### EXERCISE DIRECTIONS
Return the records from the first line through the line containing "Q: Locate the white van", and leave out the pictures.

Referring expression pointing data
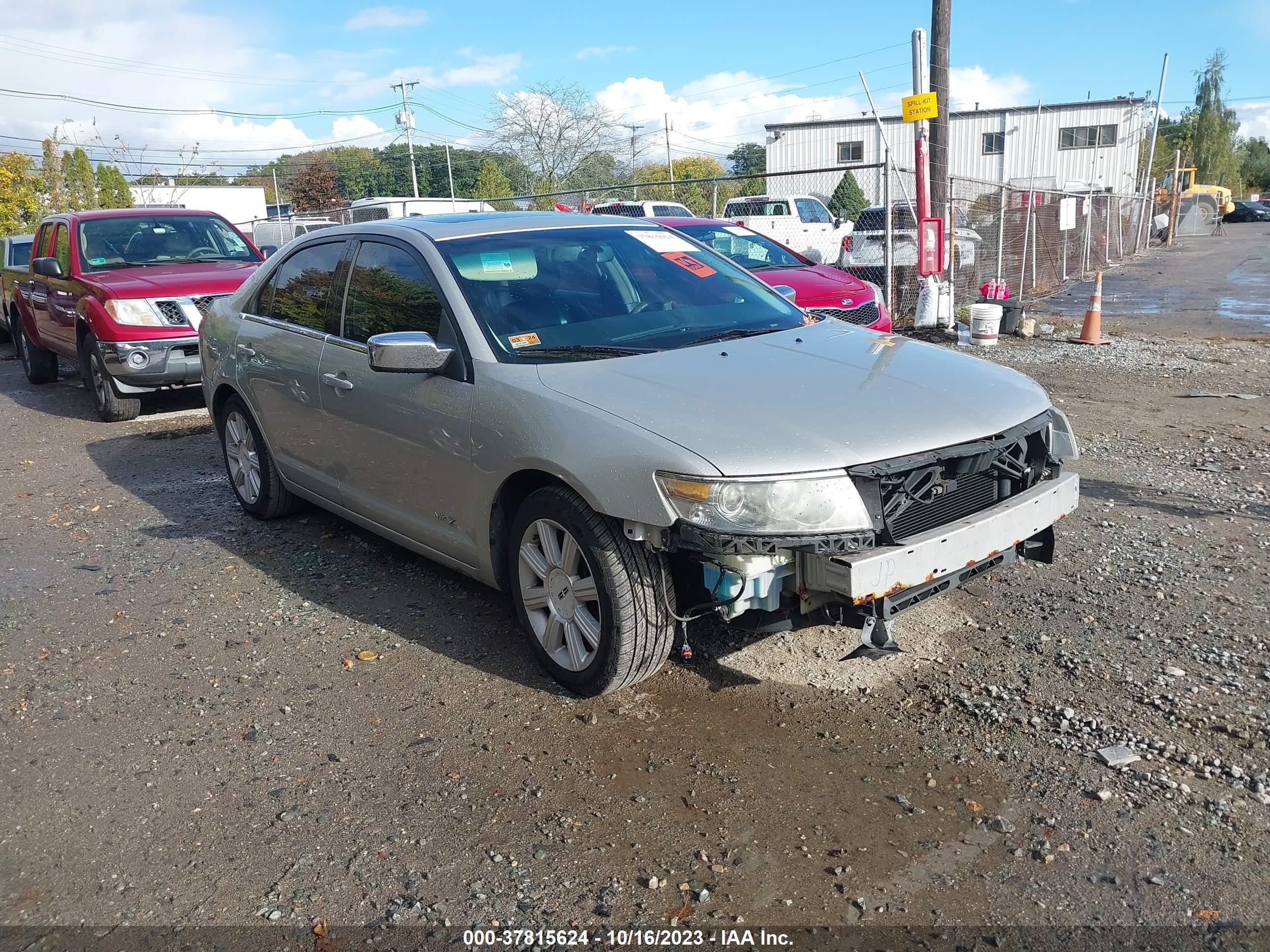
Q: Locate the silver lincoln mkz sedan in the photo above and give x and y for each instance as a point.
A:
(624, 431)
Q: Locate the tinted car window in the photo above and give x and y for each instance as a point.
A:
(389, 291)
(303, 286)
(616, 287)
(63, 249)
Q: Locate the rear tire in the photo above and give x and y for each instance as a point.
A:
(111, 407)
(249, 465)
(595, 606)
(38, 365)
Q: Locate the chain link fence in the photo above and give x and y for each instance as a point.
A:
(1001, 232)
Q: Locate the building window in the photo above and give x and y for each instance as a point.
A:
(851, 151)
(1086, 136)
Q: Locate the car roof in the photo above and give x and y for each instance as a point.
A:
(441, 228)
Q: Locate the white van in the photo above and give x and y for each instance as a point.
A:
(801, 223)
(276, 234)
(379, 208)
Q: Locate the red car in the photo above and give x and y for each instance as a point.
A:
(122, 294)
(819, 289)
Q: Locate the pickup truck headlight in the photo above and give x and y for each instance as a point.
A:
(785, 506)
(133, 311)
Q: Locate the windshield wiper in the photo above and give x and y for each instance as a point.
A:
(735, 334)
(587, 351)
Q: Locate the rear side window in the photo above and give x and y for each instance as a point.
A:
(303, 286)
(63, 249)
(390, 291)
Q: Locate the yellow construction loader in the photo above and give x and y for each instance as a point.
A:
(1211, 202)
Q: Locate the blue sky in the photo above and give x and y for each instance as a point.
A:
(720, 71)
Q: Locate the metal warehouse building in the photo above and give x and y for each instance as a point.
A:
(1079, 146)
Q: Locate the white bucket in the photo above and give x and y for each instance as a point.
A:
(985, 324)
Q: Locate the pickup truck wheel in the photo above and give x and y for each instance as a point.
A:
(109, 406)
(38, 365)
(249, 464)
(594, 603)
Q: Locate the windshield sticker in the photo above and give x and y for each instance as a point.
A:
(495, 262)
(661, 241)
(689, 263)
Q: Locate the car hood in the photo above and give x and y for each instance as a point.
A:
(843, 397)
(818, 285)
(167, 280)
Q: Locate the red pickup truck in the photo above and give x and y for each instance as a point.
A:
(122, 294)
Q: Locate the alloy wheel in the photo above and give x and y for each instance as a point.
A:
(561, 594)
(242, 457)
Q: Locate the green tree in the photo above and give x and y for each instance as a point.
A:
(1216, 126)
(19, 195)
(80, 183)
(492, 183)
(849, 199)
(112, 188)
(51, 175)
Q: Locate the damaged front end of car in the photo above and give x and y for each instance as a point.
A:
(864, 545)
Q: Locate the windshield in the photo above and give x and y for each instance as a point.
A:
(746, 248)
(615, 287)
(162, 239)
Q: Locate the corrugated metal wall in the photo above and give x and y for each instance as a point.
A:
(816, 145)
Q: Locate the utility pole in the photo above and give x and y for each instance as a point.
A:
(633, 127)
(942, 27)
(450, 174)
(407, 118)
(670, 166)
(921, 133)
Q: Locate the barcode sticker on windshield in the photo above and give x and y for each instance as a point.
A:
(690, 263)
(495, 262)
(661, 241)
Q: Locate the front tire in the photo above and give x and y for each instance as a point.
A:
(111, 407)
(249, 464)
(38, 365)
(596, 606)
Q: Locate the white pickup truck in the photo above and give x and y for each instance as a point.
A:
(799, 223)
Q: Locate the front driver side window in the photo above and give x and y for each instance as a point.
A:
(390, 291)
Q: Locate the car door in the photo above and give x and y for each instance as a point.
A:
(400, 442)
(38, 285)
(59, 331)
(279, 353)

### SOLUTION TO THIS TASK
Q: Locate the silver lincoln mkz sedan in the photo above and give x and y for each instance as a point.
A:
(624, 431)
Q: Locate the tinted car window in the photo above and give x and y for each instance as a point.
A:
(389, 291)
(303, 286)
(616, 287)
(63, 249)
Q: Locate the rear tire in the photo above and give x and y for each instance as a point.
A:
(111, 407)
(249, 465)
(595, 606)
(38, 365)
Q: Locate the chain link fence in the photo above and give x and y for each instance as a point.
A:
(1001, 232)
Q: Locate the building window in the photo above and give x and y for each instance as a point.
A:
(851, 151)
(1086, 136)
Q: Locate the car roof in the photo above and give x and y for each instance as a point.
A:
(441, 228)
Q: Locate the white van in the photo above and give x and y for each instance as a point.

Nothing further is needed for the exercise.